Region labeling records
◆ ◆ ◆ ◆

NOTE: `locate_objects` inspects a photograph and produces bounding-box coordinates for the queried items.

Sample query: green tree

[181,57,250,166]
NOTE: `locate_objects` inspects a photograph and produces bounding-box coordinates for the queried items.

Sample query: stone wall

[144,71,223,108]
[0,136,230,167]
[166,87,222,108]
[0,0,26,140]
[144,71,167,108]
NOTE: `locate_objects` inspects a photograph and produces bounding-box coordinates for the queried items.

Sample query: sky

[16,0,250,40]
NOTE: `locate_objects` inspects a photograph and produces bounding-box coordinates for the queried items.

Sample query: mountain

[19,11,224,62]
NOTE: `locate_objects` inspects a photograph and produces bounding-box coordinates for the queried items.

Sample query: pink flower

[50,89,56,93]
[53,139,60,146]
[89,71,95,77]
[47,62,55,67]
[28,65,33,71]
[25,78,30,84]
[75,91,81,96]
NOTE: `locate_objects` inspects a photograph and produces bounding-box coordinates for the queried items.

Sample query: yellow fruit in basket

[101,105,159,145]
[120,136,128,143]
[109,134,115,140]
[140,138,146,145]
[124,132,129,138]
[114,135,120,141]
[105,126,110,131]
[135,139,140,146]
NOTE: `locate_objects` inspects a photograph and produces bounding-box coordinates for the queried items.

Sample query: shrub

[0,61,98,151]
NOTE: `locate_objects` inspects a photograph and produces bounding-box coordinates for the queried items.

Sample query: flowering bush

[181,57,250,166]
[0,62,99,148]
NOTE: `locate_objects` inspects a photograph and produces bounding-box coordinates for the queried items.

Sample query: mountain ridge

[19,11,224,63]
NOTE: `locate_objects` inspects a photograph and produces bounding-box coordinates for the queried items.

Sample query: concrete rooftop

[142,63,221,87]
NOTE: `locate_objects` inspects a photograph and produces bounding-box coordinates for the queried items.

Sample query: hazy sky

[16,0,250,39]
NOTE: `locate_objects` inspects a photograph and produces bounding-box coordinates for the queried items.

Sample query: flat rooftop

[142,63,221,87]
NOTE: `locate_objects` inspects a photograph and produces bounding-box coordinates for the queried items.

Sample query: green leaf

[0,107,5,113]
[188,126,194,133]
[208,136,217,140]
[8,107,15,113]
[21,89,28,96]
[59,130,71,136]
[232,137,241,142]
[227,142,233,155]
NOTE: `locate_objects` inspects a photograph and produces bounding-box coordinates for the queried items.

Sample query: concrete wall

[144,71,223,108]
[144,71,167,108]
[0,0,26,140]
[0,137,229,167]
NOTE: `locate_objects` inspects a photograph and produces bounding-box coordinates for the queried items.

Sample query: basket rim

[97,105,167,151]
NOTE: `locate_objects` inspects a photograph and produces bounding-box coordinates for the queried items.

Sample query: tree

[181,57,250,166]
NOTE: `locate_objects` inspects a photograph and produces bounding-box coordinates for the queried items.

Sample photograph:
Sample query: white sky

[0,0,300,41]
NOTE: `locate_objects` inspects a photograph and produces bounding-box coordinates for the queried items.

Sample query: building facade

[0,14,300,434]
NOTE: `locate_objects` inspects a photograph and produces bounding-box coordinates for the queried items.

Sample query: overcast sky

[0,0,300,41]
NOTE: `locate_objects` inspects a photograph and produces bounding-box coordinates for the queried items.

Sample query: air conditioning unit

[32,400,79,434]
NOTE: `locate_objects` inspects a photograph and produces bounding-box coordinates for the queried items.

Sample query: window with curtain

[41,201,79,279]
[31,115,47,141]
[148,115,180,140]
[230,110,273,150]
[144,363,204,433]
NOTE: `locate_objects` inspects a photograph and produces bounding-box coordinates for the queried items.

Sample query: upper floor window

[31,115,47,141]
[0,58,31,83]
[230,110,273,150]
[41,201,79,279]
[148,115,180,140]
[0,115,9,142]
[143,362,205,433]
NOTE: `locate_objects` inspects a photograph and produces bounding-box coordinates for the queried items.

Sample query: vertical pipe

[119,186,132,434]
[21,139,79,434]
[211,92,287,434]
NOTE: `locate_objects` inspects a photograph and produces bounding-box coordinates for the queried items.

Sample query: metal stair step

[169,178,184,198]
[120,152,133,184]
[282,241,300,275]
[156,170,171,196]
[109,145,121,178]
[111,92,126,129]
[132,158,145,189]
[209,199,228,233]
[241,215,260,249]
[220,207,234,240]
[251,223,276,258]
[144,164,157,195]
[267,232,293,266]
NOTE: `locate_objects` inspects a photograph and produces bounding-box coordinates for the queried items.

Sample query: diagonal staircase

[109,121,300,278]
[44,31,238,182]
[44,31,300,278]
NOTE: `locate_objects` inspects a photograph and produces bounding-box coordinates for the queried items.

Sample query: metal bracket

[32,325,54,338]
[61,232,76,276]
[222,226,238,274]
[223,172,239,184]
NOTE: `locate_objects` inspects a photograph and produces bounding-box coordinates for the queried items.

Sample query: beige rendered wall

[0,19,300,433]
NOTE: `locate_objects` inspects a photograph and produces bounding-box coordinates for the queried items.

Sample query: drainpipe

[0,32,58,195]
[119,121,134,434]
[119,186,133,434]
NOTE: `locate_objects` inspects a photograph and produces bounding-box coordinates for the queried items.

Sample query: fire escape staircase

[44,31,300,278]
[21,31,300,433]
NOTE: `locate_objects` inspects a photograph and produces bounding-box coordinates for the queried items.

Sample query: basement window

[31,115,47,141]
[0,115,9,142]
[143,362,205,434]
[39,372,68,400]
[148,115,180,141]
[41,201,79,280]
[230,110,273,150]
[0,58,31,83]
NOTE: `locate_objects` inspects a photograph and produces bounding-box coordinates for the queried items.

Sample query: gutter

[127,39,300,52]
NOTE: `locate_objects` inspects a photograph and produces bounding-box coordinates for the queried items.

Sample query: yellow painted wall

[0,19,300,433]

◆ ◆ ◆ ◆

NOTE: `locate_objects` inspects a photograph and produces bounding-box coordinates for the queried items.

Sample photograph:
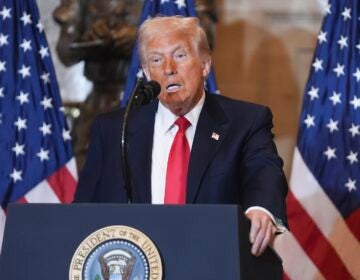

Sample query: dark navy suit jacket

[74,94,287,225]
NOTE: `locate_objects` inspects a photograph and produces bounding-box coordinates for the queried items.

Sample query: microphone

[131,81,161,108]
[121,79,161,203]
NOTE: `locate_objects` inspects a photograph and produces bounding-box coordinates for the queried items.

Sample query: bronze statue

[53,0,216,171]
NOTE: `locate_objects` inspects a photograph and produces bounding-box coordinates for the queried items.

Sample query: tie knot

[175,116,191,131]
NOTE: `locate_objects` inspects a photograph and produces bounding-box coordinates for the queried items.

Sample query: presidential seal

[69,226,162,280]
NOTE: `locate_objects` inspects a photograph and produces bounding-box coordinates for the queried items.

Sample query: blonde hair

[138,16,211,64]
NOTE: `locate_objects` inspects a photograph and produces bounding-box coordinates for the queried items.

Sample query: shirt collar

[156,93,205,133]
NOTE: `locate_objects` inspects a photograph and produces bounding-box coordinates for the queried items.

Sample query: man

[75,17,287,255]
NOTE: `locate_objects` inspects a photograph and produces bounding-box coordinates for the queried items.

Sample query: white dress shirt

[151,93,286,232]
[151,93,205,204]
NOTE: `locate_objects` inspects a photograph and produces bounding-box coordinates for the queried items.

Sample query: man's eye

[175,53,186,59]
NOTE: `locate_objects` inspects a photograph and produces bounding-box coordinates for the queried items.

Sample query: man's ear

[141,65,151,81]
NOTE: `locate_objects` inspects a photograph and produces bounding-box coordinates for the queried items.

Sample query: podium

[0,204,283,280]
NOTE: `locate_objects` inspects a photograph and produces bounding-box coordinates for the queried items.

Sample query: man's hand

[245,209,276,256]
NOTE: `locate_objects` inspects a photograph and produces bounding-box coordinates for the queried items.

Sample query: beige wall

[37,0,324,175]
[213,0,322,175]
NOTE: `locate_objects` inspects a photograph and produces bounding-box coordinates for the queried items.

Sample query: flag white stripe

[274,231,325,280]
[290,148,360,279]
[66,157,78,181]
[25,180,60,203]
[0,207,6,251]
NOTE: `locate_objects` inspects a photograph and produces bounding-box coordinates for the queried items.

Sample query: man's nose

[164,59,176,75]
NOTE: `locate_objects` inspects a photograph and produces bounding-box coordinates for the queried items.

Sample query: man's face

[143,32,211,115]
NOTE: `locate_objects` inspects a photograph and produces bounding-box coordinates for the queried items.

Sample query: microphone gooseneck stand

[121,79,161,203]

◆ ◆ ◆ ◆

*Aim of the task*:
Locate every line in the entries that contains the string "basket" and copy each of those lines. Treat case as significant when matching.

*Output below*:
Sample query: yellow fruit in basket
Sample query: basket rim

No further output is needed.